#### WORK TO DO:
A – Answer these questions using the EXI excerpt:
(i) What information does the EXI header convey?
(ii) What does the EXI body comprise?
(iii) Which algorithm does the COMPRESSION option use?
B – Copy the stretch of the EXI excerpt from "The most significant" through "(via DEFLATE algorithm)." word for word.
C – Summarize the EXI excerpt in two sentences.

The EXI header conveys format version information and may also include the set of options that were used during encoding. If these options are omitted, it is assumed that the decoder has access to them out of band.

The EXI body comprises an event sequence describing the document (or document fragment) that is encoded.

7.1.4. EXI Option Values

In addition to the different compression performance that may be obtained with or without schemas, different types option values may be used while encoding XML documents in an EXI stream. Option values are part of the EXI header and provide a way to specify the options used to encode the body of an EXI stream. There are many option values outlined in the W3C EXI specification and the reader is again encouraged to review them as needed.

The most significant option values for Testbed 12 WFS Compression testing are presented and defined in the following table.

Table 2. EXI Options Values
Option Value Description

COMPRESSION

This compression option is used to increase compactness using additional computational resources (via DEFLATE algorithm).

BIT_PACKED

If the alignment option value is bit packed, that indicates that event codes and associated content are packed in bits without any padding in-between.

[Data listing]
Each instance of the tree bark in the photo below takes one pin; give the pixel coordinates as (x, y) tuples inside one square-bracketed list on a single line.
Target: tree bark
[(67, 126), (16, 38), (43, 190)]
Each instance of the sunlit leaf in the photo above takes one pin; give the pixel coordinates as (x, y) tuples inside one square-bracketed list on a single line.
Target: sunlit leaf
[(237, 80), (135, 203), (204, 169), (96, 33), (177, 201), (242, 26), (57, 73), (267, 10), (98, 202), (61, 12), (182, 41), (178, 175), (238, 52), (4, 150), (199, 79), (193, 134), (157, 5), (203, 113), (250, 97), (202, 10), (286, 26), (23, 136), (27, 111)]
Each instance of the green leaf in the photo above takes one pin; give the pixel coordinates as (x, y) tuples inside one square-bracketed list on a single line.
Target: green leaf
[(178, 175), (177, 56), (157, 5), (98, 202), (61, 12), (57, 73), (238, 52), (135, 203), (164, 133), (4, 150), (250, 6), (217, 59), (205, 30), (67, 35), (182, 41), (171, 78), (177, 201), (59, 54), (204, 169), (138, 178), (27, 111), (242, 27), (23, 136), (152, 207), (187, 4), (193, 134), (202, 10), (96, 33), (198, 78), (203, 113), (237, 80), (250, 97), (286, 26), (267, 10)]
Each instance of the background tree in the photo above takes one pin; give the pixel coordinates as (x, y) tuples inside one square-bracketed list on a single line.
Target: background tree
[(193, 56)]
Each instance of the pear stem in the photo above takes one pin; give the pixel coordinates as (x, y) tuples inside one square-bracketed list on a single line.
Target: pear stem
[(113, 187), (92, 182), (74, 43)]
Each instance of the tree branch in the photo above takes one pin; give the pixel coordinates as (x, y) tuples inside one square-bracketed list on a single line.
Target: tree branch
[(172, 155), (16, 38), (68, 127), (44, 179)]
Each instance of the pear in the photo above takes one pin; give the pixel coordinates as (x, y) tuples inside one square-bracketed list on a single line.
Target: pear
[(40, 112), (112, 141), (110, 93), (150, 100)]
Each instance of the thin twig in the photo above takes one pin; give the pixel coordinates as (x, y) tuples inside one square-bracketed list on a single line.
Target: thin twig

#### TASK-BY-TASK SOLUTIONS:
A –
(i) Format version information, and it may also include the set of options used during encoding.
(ii) An event sequence describing the document (or document fragment) that is encoded.
(iii) The DEFLATE algorithm.

B –
The most significant option values for Testbed 12 WFS Compression testing are presented and defined in the following table.

Table 2. EXI Options Values
Option Value Description

COMPRESSION

This compression option is used to increase compactness using additional computational resources (via DEFLATE algorithm).

C – An EXI stream has a header, which conveys format version information and may carry the encoding options, and a body, which holds an event sequence describing the encoded document. The option values that mattered most for Testbed 12 WFS Compression testing include COMPRESSION, which increases compactness using extra computational resources via DEFLATE, and BIT_PACKED, which packs event codes and content in bits without padding.